### Exercise prompt
Write what comes next in the forum discussion of presuppositionalism and Romans 1 below, starting right after its final sentence.

### Excerpt provided
Originally posted by knight4christ8
The Presuppositionalism that I have been exposed to does not earnestly and caringly consider the questions and misunderstandings of the unbeliever. Don't get me wrong. The unbeliever hates God, but we should be able to conclusively leave them denying their rational thought in order to deny God. This is the only way to truly avoid fideistic short-comings and gaps in our understanding of God. We must expose the unbelievers unbelief through showing that it is clear (cannot be denied without denying one's humanity), and thus they are inexcusable for not believing.

See my second paragraph in this post.
 
Originally posted by knight4christ8
John,
I myself would rate both positions as being fideistic, because they are not conclusive proof of the existence of God. The atheist Michael Martin has some very good critiques of Presuppositionalism as promoted by Bahnsen(http://www.infidels.org/library/modern/michael_martin/presup.html). "To say that A presupposes B is to say that we could not "make sense" of A without assuming B. However, supposing we grant that one must assume B to make sense of A, it does not follow that B is true."
This is the type of true, honest opposition that is being set forth. The Presuppositionalism that I have been exposed to does not earnestly and caringly consider the questions and misunderstandings of the unbeliever. Don't get me wrong. The unbeliever hates God, but we should be able to conclusively leave them denying their rational thought in order to deny God. This is the only way to truly avoid fideistic short-comings and gaps in our understanding of God. We must expose the unbelievers unbelief through showing that it is clear (cannot be denied without denying one's humanity), and thus they are inexcusable for not believing. There are problems when we begin to blend the realms of being and thought. We think and then we understand. We see God's creation, and then we ignorantly deny His existence, because we are not willing. But when we are regenerated we see that God exists through what has been made, not apart from that. We understand the Bible to be the Word of God because it is consistent with God's more basic revelations: Creation being one of them. The Bible is not simply the word of God because it says so. The Book of Morman and the Koran do this. So the PSist should ask himself how does He know that these books are not Scripture? But how can He question it if it says that it is the Word of God? This is where other problems come in.

Paul,
I think that Paul in Romans 1 is speaking about mediate knowledge.

19since what may be known about God is plain to them, because God has made it plain to them. 20For since the creation of the world God's invisible qualities--his eternal power and divine nature--have been clearly seen, being understood from what has been made, so that men are without excuse.

We both believe that all unbelievers are without excuse and will suffer maximal punishment (eternity in spiritual death). In order for God to punish maximally, He must find the unbeliever to be maximally inexcusable. In order for the unbeliever to be maximally inexcused, God's communication of Himself must be maximally clear. Paul is telling us why all men are inexcusable: b/c it is clear. How is it clear? Paul uses mediate sources to tell us why it is clear: "God's invisible qualities . . . have been clearly seen, being understood from what has been made . . .". This is not an immediate knowledge. This is something that must be seen and formulatively understood, this is opposed to the innate and immediate knowledge that it seems you are saying Paul purports.

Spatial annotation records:
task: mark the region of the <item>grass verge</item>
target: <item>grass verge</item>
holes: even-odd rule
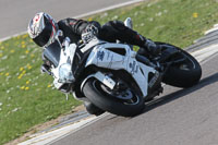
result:
[[[144,36],[186,47],[218,23],[217,7],[218,0],[150,0],[87,20],[104,24],[131,16]],[[52,78],[39,72],[40,55],[27,35],[0,43],[0,144],[81,104],[53,90]]]

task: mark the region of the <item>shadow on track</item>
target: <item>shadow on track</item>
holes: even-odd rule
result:
[[[173,101],[178,98],[181,98],[187,94],[191,94],[197,89],[201,89],[201,88],[203,88],[207,85],[214,84],[216,82],[218,82],[218,73],[215,73],[208,77],[203,78],[202,81],[199,81],[199,83],[197,85],[195,85],[193,87],[183,88],[178,92],[171,93],[169,95],[162,96],[161,98],[154,99],[149,102],[146,102],[146,107],[145,107],[145,110],[143,111],[143,113],[147,112],[152,109],[155,109],[156,107],[159,107],[159,106],[166,105],[170,101]]]

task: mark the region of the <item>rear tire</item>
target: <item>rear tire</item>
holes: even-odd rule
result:
[[[199,82],[202,76],[202,68],[194,57],[175,46],[164,43],[159,43],[158,45],[167,45],[179,49],[180,57],[183,55],[186,58],[186,62],[184,64],[172,65],[168,69],[162,80],[164,83],[177,87],[191,87]],[[187,67],[185,68],[185,65]]]
[[[143,97],[133,93],[135,95],[135,102],[126,104],[122,99],[116,98],[114,96],[104,92],[101,88],[99,88],[99,84],[100,82],[96,78],[90,78],[83,87],[84,95],[98,108],[123,117],[136,116],[144,109]]]

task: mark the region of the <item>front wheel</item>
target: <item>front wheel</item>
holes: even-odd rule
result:
[[[197,84],[202,76],[202,68],[197,60],[185,50],[175,46],[157,43],[166,49],[177,49],[179,52],[169,57],[166,62],[182,60],[180,63],[172,64],[164,75],[164,83],[177,87],[191,87]]]
[[[83,93],[95,106],[118,116],[133,117],[144,109],[143,97],[135,95],[130,87],[111,90],[98,80],[89,78],[83,87]]]

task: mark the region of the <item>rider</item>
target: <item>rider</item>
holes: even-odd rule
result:
[[[82,36],[90,31],[98,38],[106,41],[116,43],[116,40],[120,40],[130,45],[140,46],[140,55],[147,52],[157,55],[160,51],[158,45],[126,27],[120,21],[109,21],[102,26],[96,21],[87,22],[76,19],[64,19],[56,22],[49,14],[40,12],[31,20],[27,29],[29,37],[35,44],[45,49],[56,40],[58,31],[62,31],[62,38],[69,37],[70,41],[74,44],[78,44],[81,39],[85,43],[86,39]]]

### Output for this exercise
Now it is clear that Van Til believed that Rom. 1:21 was "the most difficult of passages" to understand. But it should not be if we are supposed to understand that God's existence is Clear. I must ask you where you find justification for stating that "all men know God". This certainly is very dear to PSism but cannot be found in scripture directly. I would say that this interpretation is due to a misunderstanding of the passage as a whole. We see that God is speaking of men who had the knowledge, but then rejected it. There is a transition going on. This could easily be shown by the following vers in Rom. 1, "28Furthermore, since they did not think it worthwhile to retain the knowledge of God, he gave them over to a depraved mind, to do what ought not to be done." Cain was handed down the knowledge of God by Adam. He rejected it, and "did not think it worthwhile to RETAIN the knowledge of God". Thereafter, Cain did not hand the knowledge down to his children, and they were given over to their desires. I believe that this is more consistent with understanding that the revelation is clear.
Let me know what you think.
Knight

Gregory:
I think there is some very insightful material here to think about. I thank you for this.

We have seen philosophy in general take a turn since the time of Descartes. And even he is part of the change actually. I noted that at one time, and got it from Paul, so I'm not going to repeat that part of it. But it is true that philosophy has turned introspective, from trying to understand the whole of the world, the physical and the spiritual, to prying into how we understand at all. A lot of what we read and discuss is of this latter suasion. And as such, I think, Presuppositionalism makes a good answer to that form of question. That is not the only form of question that people ask, though.

So instead of seeing one view supplanting all others, we rather have one limited view standing on, and being supported by other limited views, each one addressing different aspects of the questions raised by philosophy in general.

Are they all fideistic? I really don't want to say that it all depends on what you mean by that. In a way all knowledge must be fideistic, an acceptance of truth based on the testimony of authority, for we are not our own authority. And that is what Presuppositionalism champions. And rightly so. Does that make it fideistic? It certainly doesn't have to. If these views all stand together, then of course any one is as fideistic as the others, or not fideistic like the others. That's how I view them.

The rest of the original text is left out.